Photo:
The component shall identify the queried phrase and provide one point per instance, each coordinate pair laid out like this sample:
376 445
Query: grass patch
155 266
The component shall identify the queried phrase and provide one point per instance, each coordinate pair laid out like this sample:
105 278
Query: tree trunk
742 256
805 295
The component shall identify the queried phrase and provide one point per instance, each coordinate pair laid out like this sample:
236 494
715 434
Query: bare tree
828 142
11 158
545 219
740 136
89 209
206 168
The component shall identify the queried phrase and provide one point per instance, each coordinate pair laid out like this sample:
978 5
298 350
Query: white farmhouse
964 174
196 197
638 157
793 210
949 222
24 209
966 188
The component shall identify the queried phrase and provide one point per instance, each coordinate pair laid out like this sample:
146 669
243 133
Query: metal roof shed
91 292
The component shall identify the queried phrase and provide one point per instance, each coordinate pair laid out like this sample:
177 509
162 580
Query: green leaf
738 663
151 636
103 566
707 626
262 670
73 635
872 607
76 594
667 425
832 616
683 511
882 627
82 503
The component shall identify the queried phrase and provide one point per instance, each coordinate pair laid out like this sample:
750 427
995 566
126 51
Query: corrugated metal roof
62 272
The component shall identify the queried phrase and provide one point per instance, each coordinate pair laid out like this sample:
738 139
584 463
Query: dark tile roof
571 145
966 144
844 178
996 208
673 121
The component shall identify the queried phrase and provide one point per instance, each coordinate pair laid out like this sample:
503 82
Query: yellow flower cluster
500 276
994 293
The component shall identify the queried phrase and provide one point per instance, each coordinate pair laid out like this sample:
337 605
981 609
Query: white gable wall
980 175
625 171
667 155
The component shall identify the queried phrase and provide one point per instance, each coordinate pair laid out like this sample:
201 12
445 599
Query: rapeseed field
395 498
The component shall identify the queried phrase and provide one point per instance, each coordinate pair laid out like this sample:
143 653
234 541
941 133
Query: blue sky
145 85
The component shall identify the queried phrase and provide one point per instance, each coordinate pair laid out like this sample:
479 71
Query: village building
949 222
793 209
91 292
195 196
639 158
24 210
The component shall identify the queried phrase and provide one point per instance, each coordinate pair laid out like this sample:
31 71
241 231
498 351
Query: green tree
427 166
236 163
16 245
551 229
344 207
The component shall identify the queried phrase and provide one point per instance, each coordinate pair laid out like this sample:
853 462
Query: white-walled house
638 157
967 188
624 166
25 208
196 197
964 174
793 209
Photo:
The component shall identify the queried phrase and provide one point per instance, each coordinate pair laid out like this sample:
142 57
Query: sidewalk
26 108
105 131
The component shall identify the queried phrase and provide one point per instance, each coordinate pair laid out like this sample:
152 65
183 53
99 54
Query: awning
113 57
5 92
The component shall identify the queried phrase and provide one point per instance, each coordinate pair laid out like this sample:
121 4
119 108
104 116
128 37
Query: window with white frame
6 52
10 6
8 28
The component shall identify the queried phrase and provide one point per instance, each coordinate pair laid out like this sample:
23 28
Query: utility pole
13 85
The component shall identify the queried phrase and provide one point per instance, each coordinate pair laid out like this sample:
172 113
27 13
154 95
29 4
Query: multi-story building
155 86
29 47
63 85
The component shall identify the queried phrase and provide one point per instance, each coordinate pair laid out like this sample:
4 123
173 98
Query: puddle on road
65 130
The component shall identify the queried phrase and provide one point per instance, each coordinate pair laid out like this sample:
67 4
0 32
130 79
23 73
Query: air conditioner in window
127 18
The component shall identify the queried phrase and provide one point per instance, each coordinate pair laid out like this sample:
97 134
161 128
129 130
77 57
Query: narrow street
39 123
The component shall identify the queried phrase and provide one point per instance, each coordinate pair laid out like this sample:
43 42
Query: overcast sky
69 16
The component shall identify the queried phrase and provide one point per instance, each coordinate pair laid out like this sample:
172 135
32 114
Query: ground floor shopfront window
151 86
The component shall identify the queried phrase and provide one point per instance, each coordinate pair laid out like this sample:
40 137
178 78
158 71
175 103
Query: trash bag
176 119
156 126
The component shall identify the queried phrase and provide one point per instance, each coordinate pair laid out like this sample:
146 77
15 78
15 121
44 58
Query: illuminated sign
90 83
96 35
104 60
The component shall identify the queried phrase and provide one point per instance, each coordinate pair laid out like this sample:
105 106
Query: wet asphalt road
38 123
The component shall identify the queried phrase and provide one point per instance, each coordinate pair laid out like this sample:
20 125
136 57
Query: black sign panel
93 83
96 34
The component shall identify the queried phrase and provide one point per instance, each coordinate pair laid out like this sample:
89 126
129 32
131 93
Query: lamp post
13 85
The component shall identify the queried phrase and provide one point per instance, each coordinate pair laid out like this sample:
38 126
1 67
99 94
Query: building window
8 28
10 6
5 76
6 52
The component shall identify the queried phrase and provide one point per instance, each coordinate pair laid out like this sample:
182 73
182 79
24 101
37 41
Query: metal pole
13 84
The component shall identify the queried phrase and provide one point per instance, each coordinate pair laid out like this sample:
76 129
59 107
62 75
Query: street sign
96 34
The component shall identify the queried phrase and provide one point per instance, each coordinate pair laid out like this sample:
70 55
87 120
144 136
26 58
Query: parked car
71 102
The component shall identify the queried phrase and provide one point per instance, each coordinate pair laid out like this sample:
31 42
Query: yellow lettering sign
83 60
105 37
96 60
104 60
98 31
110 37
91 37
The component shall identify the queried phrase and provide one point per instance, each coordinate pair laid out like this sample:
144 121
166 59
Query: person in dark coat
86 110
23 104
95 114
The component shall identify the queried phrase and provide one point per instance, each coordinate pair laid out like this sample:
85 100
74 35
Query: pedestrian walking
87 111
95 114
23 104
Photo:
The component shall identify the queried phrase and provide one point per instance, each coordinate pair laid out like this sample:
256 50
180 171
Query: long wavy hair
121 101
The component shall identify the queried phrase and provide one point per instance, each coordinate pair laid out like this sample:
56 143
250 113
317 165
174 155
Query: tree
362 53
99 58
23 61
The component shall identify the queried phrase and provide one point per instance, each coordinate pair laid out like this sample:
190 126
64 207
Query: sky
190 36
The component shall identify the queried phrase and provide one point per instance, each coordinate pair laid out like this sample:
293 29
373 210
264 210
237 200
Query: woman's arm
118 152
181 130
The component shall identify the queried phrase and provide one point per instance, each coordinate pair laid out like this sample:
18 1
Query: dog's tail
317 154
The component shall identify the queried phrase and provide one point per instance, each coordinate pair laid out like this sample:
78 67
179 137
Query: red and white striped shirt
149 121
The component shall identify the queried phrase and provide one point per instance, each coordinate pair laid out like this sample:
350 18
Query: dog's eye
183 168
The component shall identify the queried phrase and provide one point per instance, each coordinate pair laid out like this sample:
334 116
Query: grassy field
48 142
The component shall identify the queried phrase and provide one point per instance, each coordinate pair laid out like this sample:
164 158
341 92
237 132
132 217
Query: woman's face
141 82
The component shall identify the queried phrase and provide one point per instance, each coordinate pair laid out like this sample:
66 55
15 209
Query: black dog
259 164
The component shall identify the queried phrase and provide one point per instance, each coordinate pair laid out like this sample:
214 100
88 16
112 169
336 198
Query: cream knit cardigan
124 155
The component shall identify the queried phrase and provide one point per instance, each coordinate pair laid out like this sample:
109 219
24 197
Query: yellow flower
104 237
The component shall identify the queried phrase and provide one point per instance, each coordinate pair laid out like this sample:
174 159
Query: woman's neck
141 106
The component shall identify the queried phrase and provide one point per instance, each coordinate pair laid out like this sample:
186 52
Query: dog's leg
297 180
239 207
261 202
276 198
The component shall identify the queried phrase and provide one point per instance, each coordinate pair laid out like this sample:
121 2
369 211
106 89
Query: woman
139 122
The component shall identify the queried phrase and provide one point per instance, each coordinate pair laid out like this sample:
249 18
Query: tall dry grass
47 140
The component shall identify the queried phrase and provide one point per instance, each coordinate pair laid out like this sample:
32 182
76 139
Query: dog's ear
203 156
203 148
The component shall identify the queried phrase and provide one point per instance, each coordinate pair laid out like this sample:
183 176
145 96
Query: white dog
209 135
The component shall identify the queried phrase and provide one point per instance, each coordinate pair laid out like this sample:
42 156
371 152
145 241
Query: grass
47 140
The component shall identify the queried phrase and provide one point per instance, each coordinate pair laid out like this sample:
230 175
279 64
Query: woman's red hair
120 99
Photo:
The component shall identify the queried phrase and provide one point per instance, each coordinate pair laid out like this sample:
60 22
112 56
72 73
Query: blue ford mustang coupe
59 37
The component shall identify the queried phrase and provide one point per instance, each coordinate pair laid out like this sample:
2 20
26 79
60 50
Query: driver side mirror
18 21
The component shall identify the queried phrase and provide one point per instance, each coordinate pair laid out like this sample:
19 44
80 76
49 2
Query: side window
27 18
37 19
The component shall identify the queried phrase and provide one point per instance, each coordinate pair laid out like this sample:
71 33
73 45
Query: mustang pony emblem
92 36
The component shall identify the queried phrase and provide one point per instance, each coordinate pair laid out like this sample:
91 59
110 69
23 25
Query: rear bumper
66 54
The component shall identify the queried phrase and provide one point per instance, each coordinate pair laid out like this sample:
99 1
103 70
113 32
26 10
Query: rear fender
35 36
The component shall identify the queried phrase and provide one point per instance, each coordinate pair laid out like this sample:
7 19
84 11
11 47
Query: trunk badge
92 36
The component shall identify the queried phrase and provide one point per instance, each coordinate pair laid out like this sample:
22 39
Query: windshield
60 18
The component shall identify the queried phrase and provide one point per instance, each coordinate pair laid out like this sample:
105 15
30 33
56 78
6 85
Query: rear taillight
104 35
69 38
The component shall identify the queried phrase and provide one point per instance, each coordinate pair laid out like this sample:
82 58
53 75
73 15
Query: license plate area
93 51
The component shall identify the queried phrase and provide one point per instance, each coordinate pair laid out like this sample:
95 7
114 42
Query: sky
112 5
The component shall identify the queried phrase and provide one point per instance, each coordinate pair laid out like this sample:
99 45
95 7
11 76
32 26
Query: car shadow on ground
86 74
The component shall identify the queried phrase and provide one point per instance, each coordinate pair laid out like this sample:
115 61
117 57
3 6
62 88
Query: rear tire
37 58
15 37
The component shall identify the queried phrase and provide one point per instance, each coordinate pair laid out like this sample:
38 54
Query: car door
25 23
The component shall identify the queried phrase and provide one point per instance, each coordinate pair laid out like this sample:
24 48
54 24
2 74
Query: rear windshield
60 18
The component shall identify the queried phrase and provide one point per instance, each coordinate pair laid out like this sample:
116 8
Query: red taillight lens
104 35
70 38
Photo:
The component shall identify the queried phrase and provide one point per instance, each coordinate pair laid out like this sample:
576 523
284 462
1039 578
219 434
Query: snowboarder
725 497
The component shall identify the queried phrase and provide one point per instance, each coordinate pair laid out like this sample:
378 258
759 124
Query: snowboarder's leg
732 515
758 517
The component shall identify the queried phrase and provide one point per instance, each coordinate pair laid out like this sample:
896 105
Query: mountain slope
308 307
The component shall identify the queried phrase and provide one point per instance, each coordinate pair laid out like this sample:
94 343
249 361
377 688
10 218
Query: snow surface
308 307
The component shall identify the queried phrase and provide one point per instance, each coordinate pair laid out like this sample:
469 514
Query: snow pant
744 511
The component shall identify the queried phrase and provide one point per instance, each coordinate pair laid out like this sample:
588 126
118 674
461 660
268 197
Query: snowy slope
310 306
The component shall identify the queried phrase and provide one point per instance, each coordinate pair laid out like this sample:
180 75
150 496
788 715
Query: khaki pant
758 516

___

TASK TO CARRY OUT: Reproduce exactly the lines from the one containing "Query: snowboarder's leg" through the last line of the records, both included, and nothing else.

ANSWER BOX:
Query: snowboarder's leg
732 515
758 517
The component shall identify the queried phrase and provide one point per instance, each coordinate pair laid out like this sample:
896 105
Query: mountain slope
308 307
The component shall identify the queried phrase and provide one point per instance, each coordinate pair laid out like this sample:
94 343
249 361
377 688
10 218
Query: snow surface
308 307
The component shall identify the queried phrase and provide one point per instance, each coordinate pair laid out like this sample:
469 514
Query: snow pant
744 511
The component shall identify the queried phrase and provide one point per instance, each coordinate pair laid out like this sample:
588 126
118 674
461 660
268 197
Query: snowy slope
310 306
The component shall identify the queried phrase and provide one point per instance, each coordinate pair laid out like this sample:
180 75
150 496
788 715
Query: khaki pant
758 516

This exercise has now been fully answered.